* YOUR OBJECTIVE
Using the line with "of the dark" as your starting point, transcribe it and each line beneath it word for word until the records run out, without pictures.

-------- DATASET EXTRACT --------

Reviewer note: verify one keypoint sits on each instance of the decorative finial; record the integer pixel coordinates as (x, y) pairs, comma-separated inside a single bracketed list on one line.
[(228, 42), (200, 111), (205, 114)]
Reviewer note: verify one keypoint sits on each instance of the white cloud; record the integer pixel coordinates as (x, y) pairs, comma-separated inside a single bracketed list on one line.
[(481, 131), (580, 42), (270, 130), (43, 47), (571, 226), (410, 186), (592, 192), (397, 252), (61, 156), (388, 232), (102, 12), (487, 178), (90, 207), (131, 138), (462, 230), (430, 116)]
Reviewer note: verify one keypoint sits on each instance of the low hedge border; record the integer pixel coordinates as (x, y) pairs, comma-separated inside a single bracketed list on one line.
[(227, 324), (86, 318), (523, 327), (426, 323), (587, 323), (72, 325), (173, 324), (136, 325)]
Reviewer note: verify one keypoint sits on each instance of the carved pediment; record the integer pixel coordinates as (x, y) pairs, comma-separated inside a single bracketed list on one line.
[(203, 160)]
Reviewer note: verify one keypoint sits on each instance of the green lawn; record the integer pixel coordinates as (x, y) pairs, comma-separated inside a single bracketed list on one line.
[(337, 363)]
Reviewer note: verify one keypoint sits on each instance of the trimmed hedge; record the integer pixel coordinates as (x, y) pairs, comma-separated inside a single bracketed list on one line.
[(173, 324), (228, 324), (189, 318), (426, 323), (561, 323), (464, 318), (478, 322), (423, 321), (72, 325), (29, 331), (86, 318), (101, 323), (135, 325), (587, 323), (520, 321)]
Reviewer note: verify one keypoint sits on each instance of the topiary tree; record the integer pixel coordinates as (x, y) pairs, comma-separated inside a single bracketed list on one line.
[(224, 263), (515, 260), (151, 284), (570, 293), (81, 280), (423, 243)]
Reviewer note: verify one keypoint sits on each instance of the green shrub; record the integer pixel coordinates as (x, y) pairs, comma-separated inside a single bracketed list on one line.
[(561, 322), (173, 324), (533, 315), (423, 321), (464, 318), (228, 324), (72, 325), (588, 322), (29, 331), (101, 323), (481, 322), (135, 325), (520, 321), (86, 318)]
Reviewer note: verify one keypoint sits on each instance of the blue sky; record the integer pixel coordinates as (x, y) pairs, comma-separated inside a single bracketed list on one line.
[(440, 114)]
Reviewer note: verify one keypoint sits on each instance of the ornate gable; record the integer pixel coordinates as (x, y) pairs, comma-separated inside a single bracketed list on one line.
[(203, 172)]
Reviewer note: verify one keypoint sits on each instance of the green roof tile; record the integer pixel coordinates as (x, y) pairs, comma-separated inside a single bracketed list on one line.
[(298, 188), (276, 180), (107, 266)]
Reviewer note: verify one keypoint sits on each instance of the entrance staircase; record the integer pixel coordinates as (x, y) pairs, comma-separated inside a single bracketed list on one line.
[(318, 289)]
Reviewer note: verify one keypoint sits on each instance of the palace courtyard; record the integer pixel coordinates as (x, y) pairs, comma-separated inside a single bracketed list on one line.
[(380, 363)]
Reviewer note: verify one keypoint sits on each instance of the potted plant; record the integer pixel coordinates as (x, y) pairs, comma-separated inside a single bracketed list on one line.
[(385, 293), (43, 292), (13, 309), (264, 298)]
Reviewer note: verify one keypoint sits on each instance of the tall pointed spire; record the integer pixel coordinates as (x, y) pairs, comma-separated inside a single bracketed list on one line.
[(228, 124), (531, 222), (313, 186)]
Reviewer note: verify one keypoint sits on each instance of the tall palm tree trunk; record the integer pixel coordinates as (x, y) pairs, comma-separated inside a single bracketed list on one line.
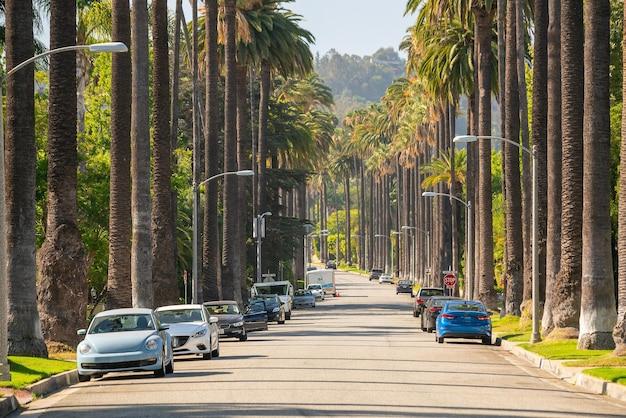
[(553, 142), (210, 239), (619, 332), (486, 280), (121, 291), (566, 291), (164, 263), (231, 248), (62, 260), (597, 315), (513, 204)]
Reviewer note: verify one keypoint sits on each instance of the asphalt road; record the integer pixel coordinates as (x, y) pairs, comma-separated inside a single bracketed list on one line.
[(358, 355)]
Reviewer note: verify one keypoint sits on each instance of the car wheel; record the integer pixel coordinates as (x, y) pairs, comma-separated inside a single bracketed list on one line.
[(83, 377)]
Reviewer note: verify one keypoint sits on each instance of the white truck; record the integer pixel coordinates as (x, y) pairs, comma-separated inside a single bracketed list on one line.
[(325, 278), (283, 289)]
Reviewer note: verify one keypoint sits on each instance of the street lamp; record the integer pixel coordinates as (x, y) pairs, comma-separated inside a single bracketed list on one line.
[(464, 139), (469, 234), (195, 282), (260, 234), (110, 47)]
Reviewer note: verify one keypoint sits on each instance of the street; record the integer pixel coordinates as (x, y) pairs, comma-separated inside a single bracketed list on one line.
[(360, 354)]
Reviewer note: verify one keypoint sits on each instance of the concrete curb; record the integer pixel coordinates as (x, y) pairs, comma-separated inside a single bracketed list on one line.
[(8, 405), (573, 375)]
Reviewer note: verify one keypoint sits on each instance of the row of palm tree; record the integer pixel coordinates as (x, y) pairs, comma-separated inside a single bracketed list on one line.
[(460, 50)]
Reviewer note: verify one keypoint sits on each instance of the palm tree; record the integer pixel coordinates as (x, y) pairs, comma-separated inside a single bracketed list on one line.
[(164, 260), (553, 145), (62, 260), (619, 333), (514, 242), (230, 253), (24, 331), (597, 315), (566, 288), (141, 205), (210, 240)]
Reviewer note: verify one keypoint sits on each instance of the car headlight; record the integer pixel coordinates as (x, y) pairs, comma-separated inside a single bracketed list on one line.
[(200, 333), (84, 348), (152, 345)]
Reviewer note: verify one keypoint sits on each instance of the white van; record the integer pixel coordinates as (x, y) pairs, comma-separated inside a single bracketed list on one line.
[(283, 289), (325, 278)]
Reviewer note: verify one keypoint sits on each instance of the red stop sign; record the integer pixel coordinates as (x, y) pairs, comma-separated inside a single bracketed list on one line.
[(449, 280)]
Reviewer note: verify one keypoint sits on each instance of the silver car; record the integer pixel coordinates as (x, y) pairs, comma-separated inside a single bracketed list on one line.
[(193, 330)]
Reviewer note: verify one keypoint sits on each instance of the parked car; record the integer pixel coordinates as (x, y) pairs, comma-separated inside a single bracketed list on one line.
[(384, 278), (123, 340), (274, 307), (375, 274), (317, 290), (255, 316), (229, 318), (304, 299), (193, 330), (431, 311), (403, 286), (422, 297), (464, 319)]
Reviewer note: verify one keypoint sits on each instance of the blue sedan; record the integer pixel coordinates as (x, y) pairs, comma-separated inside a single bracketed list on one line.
[(124, 340), (464, 319)]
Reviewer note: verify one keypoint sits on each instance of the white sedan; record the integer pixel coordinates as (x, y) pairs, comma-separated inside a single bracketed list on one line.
[(384, 278), (193, 330)]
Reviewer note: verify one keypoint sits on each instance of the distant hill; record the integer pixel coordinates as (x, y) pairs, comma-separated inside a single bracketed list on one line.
[(357, 81)]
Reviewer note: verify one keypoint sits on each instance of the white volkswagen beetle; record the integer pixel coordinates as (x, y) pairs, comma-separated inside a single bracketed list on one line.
[(124, 340), (193, 330)]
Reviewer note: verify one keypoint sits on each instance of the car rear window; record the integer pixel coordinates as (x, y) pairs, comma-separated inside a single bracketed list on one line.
[(431, 292)]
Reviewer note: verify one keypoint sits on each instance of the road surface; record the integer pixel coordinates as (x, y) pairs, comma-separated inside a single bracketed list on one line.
[(358, 355)]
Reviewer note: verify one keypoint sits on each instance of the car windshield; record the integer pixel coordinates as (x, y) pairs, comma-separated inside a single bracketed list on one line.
[(121, 323), (226, 309), (431, 292), (277, 289), (177, 316), (465, 307)]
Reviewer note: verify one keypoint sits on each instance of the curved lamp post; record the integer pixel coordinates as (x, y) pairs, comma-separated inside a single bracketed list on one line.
[(110, 47), (464, 139), (195, 282), (469, 234)]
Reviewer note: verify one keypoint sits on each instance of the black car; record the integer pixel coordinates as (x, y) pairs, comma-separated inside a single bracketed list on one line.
[(273, 306), (229, 318), (255, 317), (432, 310), (404, 286), (375, 274)]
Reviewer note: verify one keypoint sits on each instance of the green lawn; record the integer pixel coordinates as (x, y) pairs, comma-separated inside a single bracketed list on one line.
[(612, 374), (563, 350), (27, 370)]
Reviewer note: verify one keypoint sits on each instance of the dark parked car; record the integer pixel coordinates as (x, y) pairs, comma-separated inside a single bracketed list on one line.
[(255, 317), (422, 297), (375, 274), (403, 286), (431, 311), (273, 306), (229, 318)]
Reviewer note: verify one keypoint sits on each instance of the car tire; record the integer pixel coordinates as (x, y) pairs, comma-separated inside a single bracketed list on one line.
[(169, 369), (83, 377)]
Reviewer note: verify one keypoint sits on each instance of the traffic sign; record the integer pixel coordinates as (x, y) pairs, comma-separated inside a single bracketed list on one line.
[(449, 280)]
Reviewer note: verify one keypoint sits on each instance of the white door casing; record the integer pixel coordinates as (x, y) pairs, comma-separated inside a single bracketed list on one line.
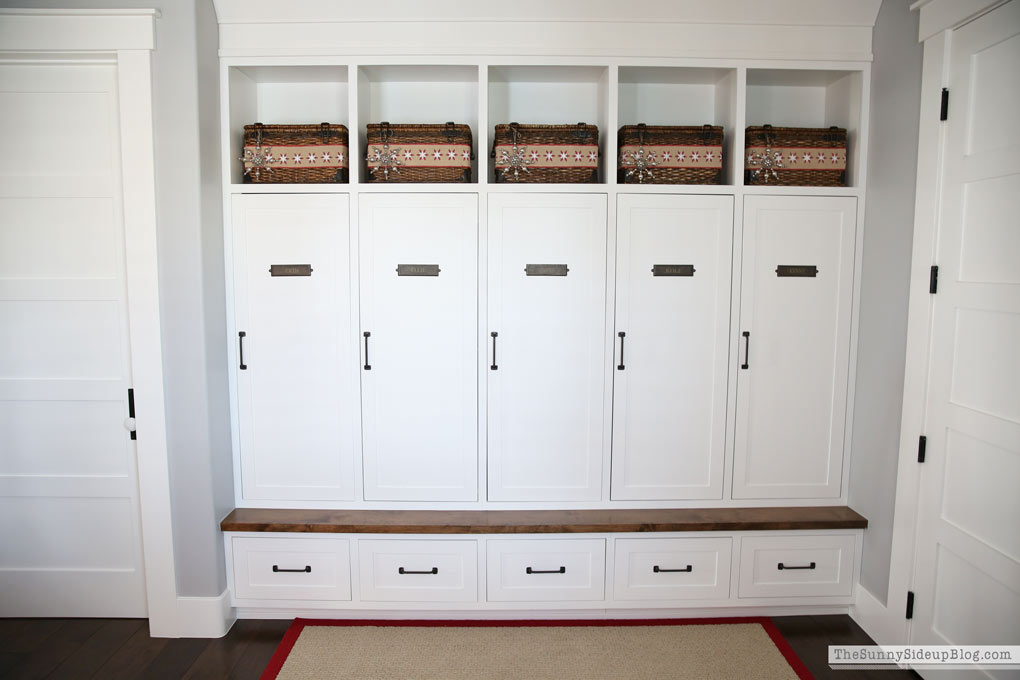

--------

* RESPONSE TO THE TASK
Reviewer note: verify one keypoint sits on each instance of the dark parked car; record the integer pixel coordinates as (x, y) pairs, comma-separated inside a single bracketed list on one line.
[(255, 317), (422, 297), (375, 274), (403, 286), (431, 311), (273, 306), (229, 318)]
Reviewer note: verify one keypoint sits on each instance of the car tire; record the integer pixel coordinates as (x, y) pairs, comma-separated inside a single bracketed list on one line.
[(169, 369), (83, 377)]
Reviewer note: verify one keypoint sits on each instance of the traffic sign; record the integer pixel coordinates as (x, y) pairs, comma-separated inside a single bracketed list on one line.
[(449, 280)]
Reviewer note: verify one keypoint sits on each instance of the white door casing; record the integer pixel coordinates as (x, y) pairs, comma-separated inside a single bracketed list on one line.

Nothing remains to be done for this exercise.